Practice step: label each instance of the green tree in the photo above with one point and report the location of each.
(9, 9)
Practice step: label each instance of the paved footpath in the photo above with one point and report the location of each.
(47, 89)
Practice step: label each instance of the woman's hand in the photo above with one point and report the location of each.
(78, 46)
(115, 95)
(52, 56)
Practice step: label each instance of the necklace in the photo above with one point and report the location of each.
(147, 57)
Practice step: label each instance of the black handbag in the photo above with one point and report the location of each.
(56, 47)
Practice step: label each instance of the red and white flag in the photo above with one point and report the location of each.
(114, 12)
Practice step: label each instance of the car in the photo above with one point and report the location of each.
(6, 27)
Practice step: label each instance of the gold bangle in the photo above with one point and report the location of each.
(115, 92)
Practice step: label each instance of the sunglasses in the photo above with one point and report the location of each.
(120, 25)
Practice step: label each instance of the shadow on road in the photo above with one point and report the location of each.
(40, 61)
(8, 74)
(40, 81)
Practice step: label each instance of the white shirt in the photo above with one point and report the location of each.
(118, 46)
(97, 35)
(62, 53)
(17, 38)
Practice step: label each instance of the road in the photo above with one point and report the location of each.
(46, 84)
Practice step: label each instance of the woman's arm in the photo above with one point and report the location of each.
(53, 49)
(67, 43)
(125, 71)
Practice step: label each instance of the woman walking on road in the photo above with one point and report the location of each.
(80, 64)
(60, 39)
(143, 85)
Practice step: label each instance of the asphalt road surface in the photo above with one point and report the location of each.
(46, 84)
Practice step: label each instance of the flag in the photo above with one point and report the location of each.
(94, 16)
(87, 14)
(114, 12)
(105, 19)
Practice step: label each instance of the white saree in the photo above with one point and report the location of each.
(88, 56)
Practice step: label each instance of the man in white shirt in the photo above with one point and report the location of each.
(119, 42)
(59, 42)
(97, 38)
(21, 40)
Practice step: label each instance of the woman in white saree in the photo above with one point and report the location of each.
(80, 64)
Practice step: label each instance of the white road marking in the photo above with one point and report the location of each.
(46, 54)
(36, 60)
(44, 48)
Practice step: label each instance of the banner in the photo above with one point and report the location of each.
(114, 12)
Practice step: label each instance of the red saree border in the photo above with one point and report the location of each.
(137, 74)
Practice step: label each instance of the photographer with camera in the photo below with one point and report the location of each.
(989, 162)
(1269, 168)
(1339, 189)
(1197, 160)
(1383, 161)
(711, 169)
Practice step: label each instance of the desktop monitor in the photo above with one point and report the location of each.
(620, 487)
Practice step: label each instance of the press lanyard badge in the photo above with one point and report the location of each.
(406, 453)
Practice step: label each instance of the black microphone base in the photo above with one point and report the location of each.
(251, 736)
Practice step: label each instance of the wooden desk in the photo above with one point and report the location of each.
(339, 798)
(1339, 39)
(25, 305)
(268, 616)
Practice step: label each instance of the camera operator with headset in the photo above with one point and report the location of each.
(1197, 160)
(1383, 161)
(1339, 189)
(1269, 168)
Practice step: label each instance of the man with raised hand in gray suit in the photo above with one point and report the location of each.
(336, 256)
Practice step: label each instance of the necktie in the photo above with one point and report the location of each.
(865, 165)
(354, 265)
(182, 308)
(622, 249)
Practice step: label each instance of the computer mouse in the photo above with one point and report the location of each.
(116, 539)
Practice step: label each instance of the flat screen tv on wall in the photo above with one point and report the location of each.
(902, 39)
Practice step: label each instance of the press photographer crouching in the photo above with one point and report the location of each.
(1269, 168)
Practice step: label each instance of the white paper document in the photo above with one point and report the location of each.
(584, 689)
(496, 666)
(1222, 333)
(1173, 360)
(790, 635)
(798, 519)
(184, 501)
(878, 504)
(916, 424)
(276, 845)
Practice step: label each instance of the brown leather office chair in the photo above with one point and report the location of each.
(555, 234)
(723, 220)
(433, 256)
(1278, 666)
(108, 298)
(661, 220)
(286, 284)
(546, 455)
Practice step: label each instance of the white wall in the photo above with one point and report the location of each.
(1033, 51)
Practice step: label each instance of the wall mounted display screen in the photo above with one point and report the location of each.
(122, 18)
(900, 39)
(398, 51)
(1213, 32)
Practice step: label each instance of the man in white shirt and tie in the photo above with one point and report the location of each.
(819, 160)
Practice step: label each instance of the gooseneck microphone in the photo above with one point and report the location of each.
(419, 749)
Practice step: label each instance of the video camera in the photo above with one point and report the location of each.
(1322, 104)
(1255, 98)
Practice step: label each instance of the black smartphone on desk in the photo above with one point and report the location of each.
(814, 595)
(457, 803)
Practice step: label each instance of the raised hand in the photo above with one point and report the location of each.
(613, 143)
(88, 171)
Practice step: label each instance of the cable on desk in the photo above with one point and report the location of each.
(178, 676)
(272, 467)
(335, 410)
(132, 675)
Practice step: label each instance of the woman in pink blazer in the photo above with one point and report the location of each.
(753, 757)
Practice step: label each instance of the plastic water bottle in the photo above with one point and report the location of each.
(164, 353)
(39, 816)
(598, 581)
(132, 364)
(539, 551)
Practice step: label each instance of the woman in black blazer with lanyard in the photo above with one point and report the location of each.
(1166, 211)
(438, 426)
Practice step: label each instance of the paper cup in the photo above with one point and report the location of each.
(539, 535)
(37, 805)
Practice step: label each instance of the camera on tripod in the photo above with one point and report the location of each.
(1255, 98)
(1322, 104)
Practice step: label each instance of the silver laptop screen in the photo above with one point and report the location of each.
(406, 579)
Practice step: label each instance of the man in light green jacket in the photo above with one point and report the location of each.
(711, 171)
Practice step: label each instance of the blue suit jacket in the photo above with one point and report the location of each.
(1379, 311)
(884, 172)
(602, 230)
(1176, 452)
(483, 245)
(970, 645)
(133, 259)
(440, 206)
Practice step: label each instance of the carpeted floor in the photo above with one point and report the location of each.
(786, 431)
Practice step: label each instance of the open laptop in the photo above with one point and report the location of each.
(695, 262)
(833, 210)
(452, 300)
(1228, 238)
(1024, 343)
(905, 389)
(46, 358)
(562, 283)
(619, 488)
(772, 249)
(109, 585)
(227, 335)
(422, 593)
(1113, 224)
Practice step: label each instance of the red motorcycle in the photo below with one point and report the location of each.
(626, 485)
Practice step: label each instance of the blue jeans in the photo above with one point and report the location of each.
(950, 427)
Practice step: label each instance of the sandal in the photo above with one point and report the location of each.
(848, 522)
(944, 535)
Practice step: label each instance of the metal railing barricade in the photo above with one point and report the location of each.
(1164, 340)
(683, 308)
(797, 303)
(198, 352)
************
EXERCISE AIM: The answer must reproduce all of the entries exactly.

SOLVED PROBLEM:
Practice step: label each instance of the green tree in the photo above with one point and report the location of each.
(9, 9)
Practice step: label each instance of the paved footpath in the photo above with one point and report the location of each.
(47, 89)
Practice step: label each instance of the woman's hand in the photo above with one point and report the location of each.
(78, 46)
(115, 95)
(52, 56)
Practice step: label each instance of the necklace in the photo above with one point and report the location of each.
(147, 57)
Practice step: label each instance of the black handbag in the photo above with one point and report the location of each.
(56, 47)
Practice step: label each instance of the red and white flag in the photo above with one point and report the location of each.
(114, 12)
Practice step: label each instance of the car in the photo above with one point and report the location of each.
(6, 27)
Practice step: label each instance of the gold bangle in the photo above with one point and report the location of each.
(115, 92)
Practice step: label each instance of the sunglasses in the photo above with one point and report the location of each.
(120, 25)
Practice step: label each instance of the shadow on road in the photo above with one point and report the location of each.
(40, 61)
(8, 74)
(40, 81)
Practice step: label each instance of the white shirt in the photo above with one point and report the location of each.
(118, 46)
(97, 35)
(62, 53)
(17, 38)
Practice step: label each instance of the road in the photo above with one point and report the location of each.
(46, 84)
Practice step: label each instance of the woman's arm in the photo above with one point and report the location of each.
(53, 49)
(67, 43)
(125, 71)
Practice step: label each instance of the woman walking on road in the photo above with one point and report the location of each.
(80, 64)
(60, 39)
(143, 85)
Practice step: label each instance of the asphalt road surface in the photo above with one point and report the location of each.
(46, 84)
Practice step: label each instance of the flag in the photo above with one point and report the location of each.
(94, 16)
(87, 14)
(114, 12)
(105, 19)
Practice step: label each instance of the white saree in the photo above with one point and report the location of each.
(88, 56)
Practice step: label each instance of the man in white shirt in the photo above with one point and report the location of each.
(119, 42)
(59, 42)
(97, 38)
(21, 40)
Practice step: label each instance of the woman in white saree in the photo above with one point and report the location of each.
(80, 64)
Practice step: label each instance of the white road marking in the photo above with one point and report the location of each.
(46, 54)
(36, 60)
(44, 48)
Practice step: label each instance of the banner in the photo above with one point and report the location of each.
(114, 12)
Practice step: label each instance of the red saree border in the photo above with one point and report the location of each.
(137, 74)
Practice step: label each instance of the photographer with camera in the photo below with one point and report the location of each.
(989, 162)
(1269, 168)
(1339, 189)
(1197, 160)
(1383, 161)
(711, 169)
Practice step: label each instance of the desktop monitor in the photo above with one point and report the location of each.
(620, 487)
Practice step: label each instance of the press lanyard badge in the photo above with one point and report the location of each.
(406, 453)
Practice step: label each instance of the black microphone base in the photo above with one point and report the location of each.
(251, 736)
Practice step: label each instance of the wooden desk in the photo above with one point and report the location of each.
(339, 798)
(1339, 39)
(25, 305)
(268, 616)
Practice step: label each instance of the camera operator with headset in the photo above with one point and report the location of each.
(1197, 160)
(1383, 161)
(1339, 189)
(1269, 168)
Practice step: label each instance of the man with raised hand in gray suit in the photo above with one point and report the location of each.
(336, 256)
Practice step: label each instance of the necktie in the photo above with one point and report the location of each.
(865, 165)
(354, 265)
(182, 308)
(622, 249)
Practice step: label each instance of the computer mouse in the photo above with one point and report the location of each.
(116, 539)
Practice step: label each instance of the flat screen tv on wall in the photo above with one point and report the location of each.
(902, 39)
Practice step: label each instance of the press photographer crouching in the photo above with one point and report the location of each.
(1269, 168)
Practice step: label each instance of the white paper document in the photo above with one point and report the location of each.
(584, 689)
(496, 666)
(1222, 333)
(1173, 360)
(790, 635)
(798, 519)
(184, 501)
(878, 504)
(916, 424)
(276, 845)
Practice step: label each instance of the brown leather office chair in the photo above with one point and report the location of each.
(555, 234)
(723, 220)
(433, 256)
(1278, 666)
(108, 298)
(661, 220)
(286, 284)
(546, 455)
Practice step: label each instance of the white wall in the photo above with one point and report the location of each.
(1033, 51)
Practice step: label each instance of the wall mounted display screen in the photo above with one point and report the location of each.
(122, 18)
(900, 39)
(398, 51)
(1213, 32)
Practice step: label each instance of the man in white shirt and tie in the photo above with one point and report the location of each.
(819, 160)
Practice step: label each instance of the gooseneck microphone in the photo above with one point and report the location of each.
(419, 749)
Practice step: label each instance of the video camera in the photo above with one point and report the location of each.
(1322, 104)
(1255, 98)
Practice step: label each instance of the black smartphone on desk in the photo above with one point and report the location of each.
(814, 595)
(457, 803)
Practice step: label each instance of the raised hand in the photo above with one point and report the location of each.
(613, 143)
(88, 171)
Practice step: label each instance of the cable on desk in the photo above with one point and report the location of each.
(178, 676)
(272, 467)
(335, 410)
(132, 675)
Practice step: label each instance of the woman in pink blazer in the photo above with one point and report the location of each.
(753, 757)
Practice step: label each instance of the plastic water bottle in the photo above with one point and report the location of each.
(164, 353)
(39, 816)
(598, 581)
(132, 364)
(539, 551)
Practice step: label each instance of the woman in black blazer with lanyard in the photo above with one point and report the location of each.
(1166, 211)
(438, 426)
Practice step: label each instance of the paper cup in the photo above with one point and report the location of each.
(539, 535)
(37, 805)
Practice step: label each instance of the camera on tripod in the photo above with one point and report the location of each.
(1255, 98)
(1322, 104)
Practice step: label each instance of the silver laptop screen in the photo above with one point and report the location of each.
(406, 579)
Practice step: label each instance of the man in light green jacket in the photo above with one point and report the location of each.
(711, 171)
Practice step: label each instance of the blue suit jacket in the photo above with one point and report the location of each.
(1379, 311)
(884, 172)
(602, 230)
(1176, 452)
(483, 245)
(970, 645)
(133, 259)
(440, 206)
Practice step: label each instance of the carpeted floor in the photo above with one point and report the location of each.
(786, 431)
Practice step: label each instance of the open laptop in the photo above with one point and report the location of each.
(695, 262)
(833, 210)
(452, 300)
(1228, 238)
(1024, 343)
(905, 389)
(46, 358)
(562, 283)
(619, 488)
(772, 249)
(109, 585)
(227, 335)
(422, 593)
(1113, 224)
Practice step: label each instance of the red motorcycle in the photo below with one point and report the location of each.
(626, 485)
Practice step: label each instance of the blue jeans in the photo above with one point and report the location of each.
(950, 427)
Practice step: label each instance of the sandal in the photo above with one point and report the location of each.
(848, 522)
(944, 535)
Practice step: label each instance of the metal railing barricade in the photo above with one point and report the location of each.
(1164, 340)
(683, 308)
(797, 303)
(198, 352)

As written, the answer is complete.